» **Document text**

Question

The sum of ages P and Q is 40 years. Five years ago, twice the age of P added to three times of age of Q was 70 years. Find their present ages.​

Answer 1

Given:-

Sum of ages of P and Q is 40 years

To find:-

Age of P and Q

Assumption:-

$\sf{Let \:the \:present \:age \:of \: P\:be\:x}$

$\sf{And\:present\:age\:of\:Q\:be\:y}$

Solution:-

ATQ,

$\sf{x+y = 40 \longrightarrow (I)}$

Five years ago,

$\sf{2(x-5)+3(y-5) = 70 \longrightarrow (ii)}$

From eq.(i)

$\sf{x+y = 40}$

= $\sf{x = 40-y}$

Substituting the value of x in eq.(ii)

» **Entries**
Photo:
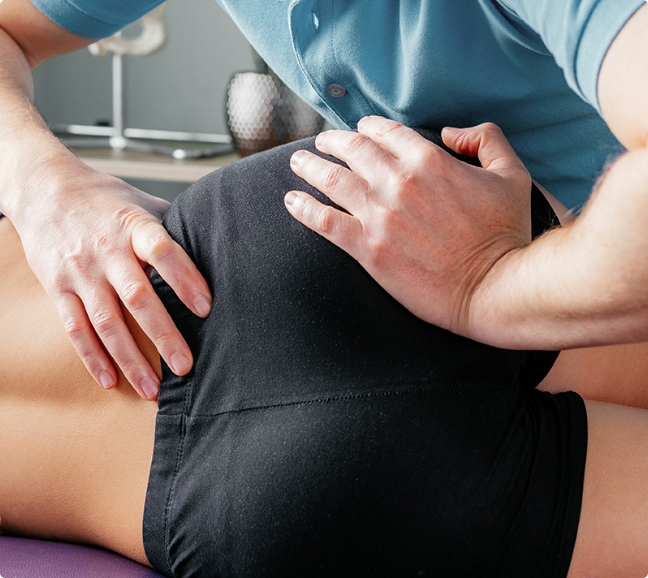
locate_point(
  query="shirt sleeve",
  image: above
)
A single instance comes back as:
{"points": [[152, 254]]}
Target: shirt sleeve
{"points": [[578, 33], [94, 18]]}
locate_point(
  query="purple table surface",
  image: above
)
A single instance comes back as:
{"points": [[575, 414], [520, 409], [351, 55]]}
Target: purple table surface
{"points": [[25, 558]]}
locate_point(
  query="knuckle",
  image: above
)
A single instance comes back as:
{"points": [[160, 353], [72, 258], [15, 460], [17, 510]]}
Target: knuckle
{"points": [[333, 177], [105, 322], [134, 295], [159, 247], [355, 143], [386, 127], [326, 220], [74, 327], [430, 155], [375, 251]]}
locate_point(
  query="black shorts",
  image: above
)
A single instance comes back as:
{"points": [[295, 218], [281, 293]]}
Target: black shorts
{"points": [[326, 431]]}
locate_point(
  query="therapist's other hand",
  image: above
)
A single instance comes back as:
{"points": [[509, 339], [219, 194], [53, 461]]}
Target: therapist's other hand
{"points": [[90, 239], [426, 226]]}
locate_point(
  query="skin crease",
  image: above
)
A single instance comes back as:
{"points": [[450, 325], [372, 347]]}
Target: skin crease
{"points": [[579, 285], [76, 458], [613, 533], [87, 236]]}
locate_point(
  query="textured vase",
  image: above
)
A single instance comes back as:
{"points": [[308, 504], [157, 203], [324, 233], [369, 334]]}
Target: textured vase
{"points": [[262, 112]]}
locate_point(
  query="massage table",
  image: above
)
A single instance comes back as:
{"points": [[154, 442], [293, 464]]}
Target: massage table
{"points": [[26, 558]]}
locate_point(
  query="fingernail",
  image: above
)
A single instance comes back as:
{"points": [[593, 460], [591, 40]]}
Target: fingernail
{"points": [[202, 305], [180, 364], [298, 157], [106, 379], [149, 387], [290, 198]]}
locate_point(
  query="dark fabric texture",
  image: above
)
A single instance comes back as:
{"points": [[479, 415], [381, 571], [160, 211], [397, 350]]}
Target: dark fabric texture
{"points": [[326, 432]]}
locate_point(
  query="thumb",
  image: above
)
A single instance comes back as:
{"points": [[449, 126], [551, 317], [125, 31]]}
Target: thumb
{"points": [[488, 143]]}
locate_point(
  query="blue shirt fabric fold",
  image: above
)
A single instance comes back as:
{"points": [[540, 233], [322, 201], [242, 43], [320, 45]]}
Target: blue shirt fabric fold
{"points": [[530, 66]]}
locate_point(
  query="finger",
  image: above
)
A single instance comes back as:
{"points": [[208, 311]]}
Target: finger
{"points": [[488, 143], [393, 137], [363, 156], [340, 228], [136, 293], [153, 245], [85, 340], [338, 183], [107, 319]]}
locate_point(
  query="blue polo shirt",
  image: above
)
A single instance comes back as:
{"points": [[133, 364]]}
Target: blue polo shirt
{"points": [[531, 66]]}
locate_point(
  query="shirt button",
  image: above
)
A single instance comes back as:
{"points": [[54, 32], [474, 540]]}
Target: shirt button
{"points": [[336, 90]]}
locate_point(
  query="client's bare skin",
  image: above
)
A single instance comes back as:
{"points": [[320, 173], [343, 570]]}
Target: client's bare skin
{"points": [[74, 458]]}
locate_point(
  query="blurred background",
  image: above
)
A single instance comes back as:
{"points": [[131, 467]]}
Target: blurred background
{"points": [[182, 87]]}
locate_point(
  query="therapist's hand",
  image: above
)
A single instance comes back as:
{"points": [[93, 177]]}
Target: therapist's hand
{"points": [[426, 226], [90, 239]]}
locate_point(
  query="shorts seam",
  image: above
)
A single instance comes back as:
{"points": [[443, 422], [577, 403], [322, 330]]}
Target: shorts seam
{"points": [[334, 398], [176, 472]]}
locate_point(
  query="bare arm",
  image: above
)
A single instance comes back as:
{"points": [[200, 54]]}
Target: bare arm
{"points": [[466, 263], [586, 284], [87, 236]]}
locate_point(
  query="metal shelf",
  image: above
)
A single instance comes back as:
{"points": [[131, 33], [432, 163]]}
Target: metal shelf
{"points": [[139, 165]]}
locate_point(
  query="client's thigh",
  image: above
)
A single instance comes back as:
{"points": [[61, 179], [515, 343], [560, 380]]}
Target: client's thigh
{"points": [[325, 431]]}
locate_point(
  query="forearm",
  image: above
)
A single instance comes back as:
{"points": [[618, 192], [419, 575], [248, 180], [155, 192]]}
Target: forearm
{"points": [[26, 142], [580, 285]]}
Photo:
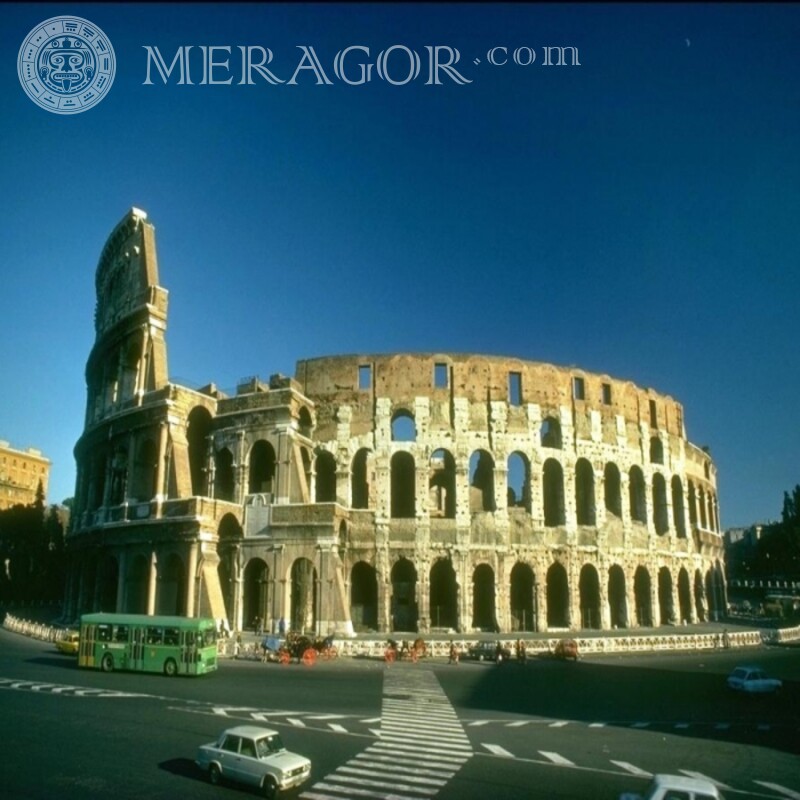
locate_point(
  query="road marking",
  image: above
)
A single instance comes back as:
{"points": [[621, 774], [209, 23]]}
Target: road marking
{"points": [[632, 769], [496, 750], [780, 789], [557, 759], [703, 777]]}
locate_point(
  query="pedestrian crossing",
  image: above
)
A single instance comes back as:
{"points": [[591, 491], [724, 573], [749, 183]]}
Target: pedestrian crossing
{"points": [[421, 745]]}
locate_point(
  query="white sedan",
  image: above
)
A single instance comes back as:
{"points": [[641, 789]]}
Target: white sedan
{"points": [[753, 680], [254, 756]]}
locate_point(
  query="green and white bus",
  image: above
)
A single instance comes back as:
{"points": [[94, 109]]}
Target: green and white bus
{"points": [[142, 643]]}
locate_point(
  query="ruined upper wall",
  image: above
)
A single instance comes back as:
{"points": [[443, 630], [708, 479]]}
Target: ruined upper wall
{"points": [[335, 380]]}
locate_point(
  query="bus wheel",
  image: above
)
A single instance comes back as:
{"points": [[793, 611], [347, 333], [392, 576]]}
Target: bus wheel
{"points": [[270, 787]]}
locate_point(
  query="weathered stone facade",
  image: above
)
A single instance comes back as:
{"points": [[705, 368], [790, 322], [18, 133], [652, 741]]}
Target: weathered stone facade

» **Directions for this task**
In the forum thread on the ages of P and Q, translate the sentence "The sum of ages P and Q is 40 years." into Spanish.

» **Final result**
La suma de las edades de P y Q es de 40 años.